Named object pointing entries
##############################
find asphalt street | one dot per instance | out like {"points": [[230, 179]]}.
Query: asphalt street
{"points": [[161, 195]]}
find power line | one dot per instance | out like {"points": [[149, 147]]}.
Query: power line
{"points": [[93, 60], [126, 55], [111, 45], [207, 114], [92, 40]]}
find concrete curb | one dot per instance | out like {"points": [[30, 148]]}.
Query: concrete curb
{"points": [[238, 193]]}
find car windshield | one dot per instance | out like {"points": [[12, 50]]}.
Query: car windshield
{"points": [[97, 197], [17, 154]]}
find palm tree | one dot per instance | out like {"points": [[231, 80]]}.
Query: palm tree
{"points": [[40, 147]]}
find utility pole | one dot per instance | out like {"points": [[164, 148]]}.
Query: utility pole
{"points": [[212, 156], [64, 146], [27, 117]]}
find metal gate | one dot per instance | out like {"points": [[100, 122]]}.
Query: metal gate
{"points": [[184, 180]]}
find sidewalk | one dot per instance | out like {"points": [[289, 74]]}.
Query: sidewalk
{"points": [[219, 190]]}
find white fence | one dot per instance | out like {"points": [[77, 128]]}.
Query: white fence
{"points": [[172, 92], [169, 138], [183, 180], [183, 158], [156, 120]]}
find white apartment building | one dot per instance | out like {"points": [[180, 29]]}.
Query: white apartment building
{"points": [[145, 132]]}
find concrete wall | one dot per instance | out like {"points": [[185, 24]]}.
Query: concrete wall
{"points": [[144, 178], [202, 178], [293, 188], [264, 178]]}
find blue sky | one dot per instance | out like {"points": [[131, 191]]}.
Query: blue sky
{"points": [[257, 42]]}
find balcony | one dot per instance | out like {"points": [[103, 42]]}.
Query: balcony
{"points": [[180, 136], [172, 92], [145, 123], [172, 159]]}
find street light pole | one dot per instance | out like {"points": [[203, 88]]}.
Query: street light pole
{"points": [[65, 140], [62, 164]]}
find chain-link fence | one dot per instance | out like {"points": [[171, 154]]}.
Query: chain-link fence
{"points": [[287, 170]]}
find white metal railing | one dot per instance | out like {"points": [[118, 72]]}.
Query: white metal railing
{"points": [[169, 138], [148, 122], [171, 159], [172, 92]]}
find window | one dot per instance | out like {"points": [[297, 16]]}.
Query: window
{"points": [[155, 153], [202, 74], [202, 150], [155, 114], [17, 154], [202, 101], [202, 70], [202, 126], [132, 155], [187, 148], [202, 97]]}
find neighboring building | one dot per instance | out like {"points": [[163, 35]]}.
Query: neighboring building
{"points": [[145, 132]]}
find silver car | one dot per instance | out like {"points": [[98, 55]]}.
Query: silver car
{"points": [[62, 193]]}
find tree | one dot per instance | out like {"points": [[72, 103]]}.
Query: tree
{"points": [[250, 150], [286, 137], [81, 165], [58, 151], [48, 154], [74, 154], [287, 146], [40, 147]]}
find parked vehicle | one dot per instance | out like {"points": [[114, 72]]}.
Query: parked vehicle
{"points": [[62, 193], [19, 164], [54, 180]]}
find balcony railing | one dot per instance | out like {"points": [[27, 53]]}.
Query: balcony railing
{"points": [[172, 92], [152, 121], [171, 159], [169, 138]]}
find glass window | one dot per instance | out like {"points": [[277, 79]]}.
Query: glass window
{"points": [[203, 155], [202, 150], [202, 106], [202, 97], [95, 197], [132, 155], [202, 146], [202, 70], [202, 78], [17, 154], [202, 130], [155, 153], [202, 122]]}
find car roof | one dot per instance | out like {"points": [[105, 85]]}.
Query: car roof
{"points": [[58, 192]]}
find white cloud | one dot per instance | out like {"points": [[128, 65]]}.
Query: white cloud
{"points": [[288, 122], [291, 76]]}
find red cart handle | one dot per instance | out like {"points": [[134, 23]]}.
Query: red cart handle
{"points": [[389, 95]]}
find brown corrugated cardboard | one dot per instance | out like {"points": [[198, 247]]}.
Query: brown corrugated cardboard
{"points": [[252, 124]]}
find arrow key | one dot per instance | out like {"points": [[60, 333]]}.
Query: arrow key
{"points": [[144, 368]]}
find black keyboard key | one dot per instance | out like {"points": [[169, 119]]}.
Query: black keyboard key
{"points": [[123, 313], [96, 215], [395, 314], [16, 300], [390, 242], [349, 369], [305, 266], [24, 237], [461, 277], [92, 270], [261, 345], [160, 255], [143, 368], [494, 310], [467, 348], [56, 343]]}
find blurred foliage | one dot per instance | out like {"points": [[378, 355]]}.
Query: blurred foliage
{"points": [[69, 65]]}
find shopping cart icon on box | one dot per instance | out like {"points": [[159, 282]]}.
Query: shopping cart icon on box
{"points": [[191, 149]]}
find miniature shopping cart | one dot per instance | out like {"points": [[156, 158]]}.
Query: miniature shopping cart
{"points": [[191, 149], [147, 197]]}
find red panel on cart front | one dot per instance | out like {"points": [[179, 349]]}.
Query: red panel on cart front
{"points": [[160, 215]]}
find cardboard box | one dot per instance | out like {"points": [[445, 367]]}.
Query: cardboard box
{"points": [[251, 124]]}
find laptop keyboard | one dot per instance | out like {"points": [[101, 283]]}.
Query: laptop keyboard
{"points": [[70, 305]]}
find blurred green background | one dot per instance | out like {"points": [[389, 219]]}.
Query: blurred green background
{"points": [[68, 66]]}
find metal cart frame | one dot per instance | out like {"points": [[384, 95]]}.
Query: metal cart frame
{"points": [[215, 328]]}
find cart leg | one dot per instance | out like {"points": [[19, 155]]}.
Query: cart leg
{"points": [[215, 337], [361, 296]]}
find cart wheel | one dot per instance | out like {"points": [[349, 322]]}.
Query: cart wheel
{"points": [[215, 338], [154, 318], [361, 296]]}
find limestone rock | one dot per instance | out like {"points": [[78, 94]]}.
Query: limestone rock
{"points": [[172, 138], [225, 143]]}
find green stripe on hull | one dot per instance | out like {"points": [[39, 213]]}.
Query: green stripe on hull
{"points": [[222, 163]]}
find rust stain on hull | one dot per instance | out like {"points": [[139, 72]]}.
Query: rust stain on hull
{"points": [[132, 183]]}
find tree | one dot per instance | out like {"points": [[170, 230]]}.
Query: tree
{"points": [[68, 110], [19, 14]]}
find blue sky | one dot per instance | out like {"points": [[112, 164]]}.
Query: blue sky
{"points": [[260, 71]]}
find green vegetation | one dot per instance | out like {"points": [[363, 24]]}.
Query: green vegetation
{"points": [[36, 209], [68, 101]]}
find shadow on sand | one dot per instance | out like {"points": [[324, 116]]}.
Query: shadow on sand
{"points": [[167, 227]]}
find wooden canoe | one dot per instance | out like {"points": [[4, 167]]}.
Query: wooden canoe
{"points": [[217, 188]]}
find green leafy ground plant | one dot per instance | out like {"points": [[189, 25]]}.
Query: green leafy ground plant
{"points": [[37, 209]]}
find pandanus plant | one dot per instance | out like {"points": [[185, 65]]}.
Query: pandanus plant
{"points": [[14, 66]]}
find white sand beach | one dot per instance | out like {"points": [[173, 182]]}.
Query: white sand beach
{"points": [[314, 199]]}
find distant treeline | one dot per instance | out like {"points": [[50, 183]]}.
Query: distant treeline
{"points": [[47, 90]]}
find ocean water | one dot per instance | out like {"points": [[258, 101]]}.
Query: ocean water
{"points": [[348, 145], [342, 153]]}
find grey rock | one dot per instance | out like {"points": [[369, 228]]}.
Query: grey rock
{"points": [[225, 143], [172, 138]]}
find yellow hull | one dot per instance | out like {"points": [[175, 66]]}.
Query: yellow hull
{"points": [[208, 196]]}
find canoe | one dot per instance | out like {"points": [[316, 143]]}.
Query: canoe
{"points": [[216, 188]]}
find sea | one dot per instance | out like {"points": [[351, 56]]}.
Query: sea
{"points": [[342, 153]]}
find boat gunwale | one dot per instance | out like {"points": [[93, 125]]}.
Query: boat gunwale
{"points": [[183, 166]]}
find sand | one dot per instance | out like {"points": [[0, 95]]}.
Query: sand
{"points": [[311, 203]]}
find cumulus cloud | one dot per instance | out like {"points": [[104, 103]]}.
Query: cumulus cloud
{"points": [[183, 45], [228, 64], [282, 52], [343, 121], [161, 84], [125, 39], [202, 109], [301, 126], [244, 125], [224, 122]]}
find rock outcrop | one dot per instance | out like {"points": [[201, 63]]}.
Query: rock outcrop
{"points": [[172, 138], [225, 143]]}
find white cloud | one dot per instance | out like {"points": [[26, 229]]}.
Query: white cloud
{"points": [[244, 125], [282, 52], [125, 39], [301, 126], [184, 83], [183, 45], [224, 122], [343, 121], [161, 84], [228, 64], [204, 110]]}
##############################
Output only the lines running from the line with "find green leafy" through the final line of the data, inclusive.

**Solved exercise:**
find green leafy ground plant | one dot per instance | out like {"points": [[189, 25]]}.
Query: green leafy ground plant
{"points": [[37, 209]]}
find pandanus plant | one dot per instance | out like {"points": [[185, 65]]}.
Query: pandanus plant
{"points": [[14, 66]]}
find white sand beach | one dot per instance | out like {"points": [[173, 182]]}.
Query: white sand beach
{"points": [[314, 199]]}
find distant treeline | one dot per instance | out like {"points": [[50, 183]]}.
Query: distant treeline
{"points": [[47, 90]]}
find ocean water | one dot per instance | out like {"points": [[258, 101]]}.
Query: ocean water
{"points": [[348, 145], [342, 153]]}
find grey rock | one dot per instance | out like {"points": [[369, 228]]}.
Query: grey rock
{"points": [[225, 143], [172, 138]]}
find yellow hull | one dot per instance | out like {"points": [[175, 66]]}.
Query: yellow hull
{"points": [[208, 196]]}
find canoe | one dot per instance | out like {"points": [[316, 143]]}.
Query: canoe
{"points": [[216, 188]]}
find sea | one dot per instance | out like {"points": [[351, 56]]}.
Query: sea
{"points": [[342, 153]]}
find boat gunwale | one dot per instance | out like {"points": [[93, 125]]}.
Query: boat gunwale
{"points": [[183, 166]]}
find sand | one dot per instance | out like {"points": [[0, 95]]}.
Query: sand
{"points": [[311, 203]]}
find cumulus cloud | one dot per instance | out like {"points": [[104, 103]]}.
Query: cumulus cloud
{"points": [[183, 45], [228, 64], [282, 52], [343, 121], [161, 84], [125, 39], [202, 109], [301, 126], [244, 125], [224, 122]]}
find rock outcrop | one dot per instance | out like {"points": [[201, 63]]}.
Query: rock outcrop
{"points": [[172, 138], [225, 143]]}
find white cloud | one dot per instance | out like {"points": [[26, 229]]}.
Query: white cloud
{"points": [[244, 125], [282, 52], [125, 39], [301, 126], [184, 83], [183, 45], [224, 122], [343, 121], [161, 84], [228, 64], [204, 110]]}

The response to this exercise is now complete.